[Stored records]
== Segment start ==

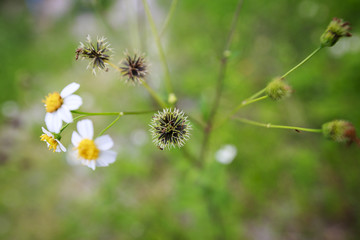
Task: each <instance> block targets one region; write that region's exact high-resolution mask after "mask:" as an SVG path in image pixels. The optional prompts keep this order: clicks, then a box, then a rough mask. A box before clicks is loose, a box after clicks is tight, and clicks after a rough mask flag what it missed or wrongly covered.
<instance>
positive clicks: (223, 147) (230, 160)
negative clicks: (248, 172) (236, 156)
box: [215, 144, 237, 164]
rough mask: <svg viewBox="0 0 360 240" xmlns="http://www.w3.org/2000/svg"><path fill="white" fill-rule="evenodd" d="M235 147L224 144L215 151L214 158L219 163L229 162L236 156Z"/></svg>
mask: <svg viewBox="0 0 360 240" xmlns="http://www.w3.org/2000/svg"><path fill="white" fill-rule="evenodd" d="M236 153H237V149H236V147H235V146H234V145H230V144H228V145H225V146H223V147H222V148H220V149H219V150H218V151H217V152H216V153H215V158H216V160H217V161H218V162H219V163H222V164H230V163H231V162H232V161H233V160H234V158H235V157H236Z"/></svg>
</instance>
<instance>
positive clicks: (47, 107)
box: [43, 82, 82, 133]
mask: <svg viewBox="0 0 360 240" xmlns="http://www.w3.org/2000/svg"><path fill="white" fill-rule="evenodd" d="M79 87H80V85H79V84H78V83H75V82H73V83H70V84H69V85H67V86H66V87H65V88H64V89H63V90H62V91H61V92H60V93H58V92H53V93H49V95H48V96H46V97H45V100H43V102H44V103H45V109H46V115H45V123H46V126H47V128H48V129H49V130H50V131H51V132H54V133H59V132H60V129H61V126H62V121H64V122H66V123H70V122H72V121H73V118H72V115H71V112H70V111H71V110H76V109H78V108H79V107H80V106H81V105H82V99H81V97H79V96H78V95H75V94H73V93H74V92H75V91H76V90H78V89H79Z"/></svg>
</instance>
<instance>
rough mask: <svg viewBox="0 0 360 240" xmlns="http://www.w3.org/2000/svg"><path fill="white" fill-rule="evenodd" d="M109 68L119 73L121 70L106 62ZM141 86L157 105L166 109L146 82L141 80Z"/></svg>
mask: <svg viewBox="0 0 360 240" xmlns="http://www.w3.org/2000/svg"><path fill="white" fill-rule="evenodd" d="M107 63H108V64H109V65H110V66H111V67H113V68H114V69H116V70H117V71H119V72H120V73H121V69H120V68H119V67H118V66H116V65H115V64H113V63H112V62H107ZM141 83H142V85H143V86H144V87H145V89H146V90H147V91H148V92H149V93H150V95H151V97H152V98H154V100H155V101H156V102H157V103H158V104H159V106H160V107H162V108H166V104H165V102H164V101H163V100H161V98H160V97H159V96H158V95H157V94H156V92H155V91H154V90H153V89H152V88H151V87H150V86H149V85H148V84H147V83H146V81H144V80H141Z"/></svg>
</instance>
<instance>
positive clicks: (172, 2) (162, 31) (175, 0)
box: [160, 0, 178, 37]
mask: <svg viewBox="0 0 360 240" xmlns="http://www.w3.org/2000/svg"><path fill="white" fill-rule="evenodd" d="M177 2H178V0H173V1H172V2H171V6H170V10H169V13H168V15H167V17H166V19H165V22H164V25H163V27H162V29H161V31H160V37H161V36H162V35H163V34H164V32H165V30H166V28H167V26H168V25H169V22H170V19H171V18H172V16H173V14H174V11H175V8H176V4H177Z"/></svg>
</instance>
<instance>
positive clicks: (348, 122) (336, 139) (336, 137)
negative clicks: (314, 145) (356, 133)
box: [322, 120, 360, 146]
mask: <svg viewBox="0 0 360 240" xmlns="http://www.w3.org/2000/svg"><path fill="white" fill-rule="evenodd" d="M322 132H323V135H324V137H326V138H328V139H331V140H333V141H335V142H345V143H348V144H351V143H353V142H355V143H357V144H358V145H359V146H360V140H359V138H358V137H357V136H356V130H355V127H354V125H352V123H350V122H348V121H345V120H334V121H331V122H327V123H324V124H323V125H322Z"/></svg>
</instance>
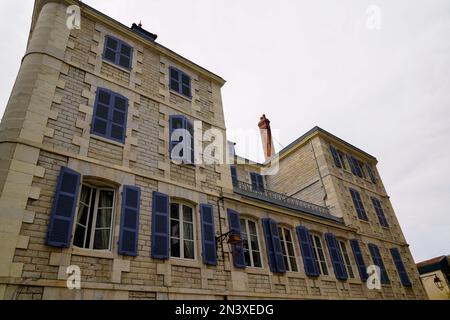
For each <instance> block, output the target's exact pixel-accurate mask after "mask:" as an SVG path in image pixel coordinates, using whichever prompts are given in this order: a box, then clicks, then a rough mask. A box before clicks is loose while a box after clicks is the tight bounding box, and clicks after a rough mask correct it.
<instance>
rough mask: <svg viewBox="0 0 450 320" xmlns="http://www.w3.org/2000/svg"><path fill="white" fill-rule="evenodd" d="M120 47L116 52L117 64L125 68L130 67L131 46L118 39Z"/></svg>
mask: <svg viewBox="0 0 450 320" xmlns="http://www.w3.org/2000/svg"><path fill="white" fill-rule="evenodd" d="M119 44H120V48H119V52H117V64H118V65H119V66H121V67H124V68H125V69H131V62H132V57H133V48H132V47H130V46H129V45H127V44H126V43H125V42H123V41H119Z"/></svg>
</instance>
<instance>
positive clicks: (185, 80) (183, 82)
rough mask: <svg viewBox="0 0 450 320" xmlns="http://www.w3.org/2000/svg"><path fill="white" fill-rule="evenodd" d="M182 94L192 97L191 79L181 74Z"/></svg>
mask: <svg viewBox="0 0 450 320" xmlns="http://www.w3.org/2000/svg"><path fill="white" fill-rule="evenodd" d="M180 82H181V94H183V95H185V96H186V97H191V77H189V76H188V75H187V74H185V73H182V72H181V81H180Z"/></svg>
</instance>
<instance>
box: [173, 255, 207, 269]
mask: <svg viewBox="0 0 450 320" xmlns="http://www.w3.org/2000/svg"><path fill="white" fill-rule="evenodd" d="M170 264H171V265H172V266H178V267H187V268H201V267H202V264H201V263H200V262H199V261H198V260H190V259H183V258H173V257H171V258H170Z"/></svg>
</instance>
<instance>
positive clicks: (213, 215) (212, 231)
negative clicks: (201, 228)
mask: <svg viewBox="0 0 450 320" xmlns="http://www.w3.org/2000/svg"><path fill="white" fill-rule="evenodd" d="M200 220H201V223H202V248H203V254H202V255H203V262H204V263H205V264H207V265H212V266H215V265H217V252H216V236H215V229H214V209H213V207H212V205H209V204H202V205H200Z"/></svg>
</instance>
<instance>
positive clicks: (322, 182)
mask: <svg viewBox="0 0 450 320" xmlns="http://www.w3.org/2000/svg"><path fill="white" fill-rule="evenodd" d="M309 144H310V146H311V151H312V152H313V155H314V160H315V162H316V168H317V172H318V173H319V178H320V184H321V185H322V189H323V192H324V193H325V195H324V196H323V199H322V200H323V204H324V205H325V207H326V206H327V201H326V200H327V199H328V194H327V190H326V189H325V184H324V183H323V178H322V173H320V168H319V161H318V160H317V156H316V151H315V150H314V145H313V143H312V141H310V142H309Z"/></svg>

== Segment end ==

=== Task to carry out ===
Output only an exact transcription of the lines above from the one with "box: [160, 0, 178, 37]" up to and including the one with "negative clicks: (314, 145) (356, 133)".

=== Solution ===
box: [160, 0, 178, 37]
mask: <svg viewBox="0 0 360 240" xmlns="http://www.w3.org/2000/svg"><path fill="white" fill-rule="evenodd" d="M177 2H178V0H173V1H172V2H171V6H170V10H169V13H168V15H167V17H166V19H165V22H164V25H163V27H162V29H161V31H160V37H161V36H162V35H163V34H164V32H165V30H166V28H167V26H168V25H169V22H170V19H171V18H172V16H173V14H174V11H175V8H176V4H177Z"/></svg>
</instance>
<instance>
positive clicks: (348, 122) (336, 139) (336, 137)
negative clicks: (314, 145) (356, 133)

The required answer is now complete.